>> Start

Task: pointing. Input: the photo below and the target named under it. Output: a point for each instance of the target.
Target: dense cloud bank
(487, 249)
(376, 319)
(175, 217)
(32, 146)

>> End

Problem to solve
Copy out every line of the items above, word for word and in the same order.

Reply to the exercise
Task: pointing. Input: the photo below and the target named under it. Output: a point for each instance of the target.
Target: dense cloud bank
(487, 249)
(376, 319)
(175, 217)
(32, 146)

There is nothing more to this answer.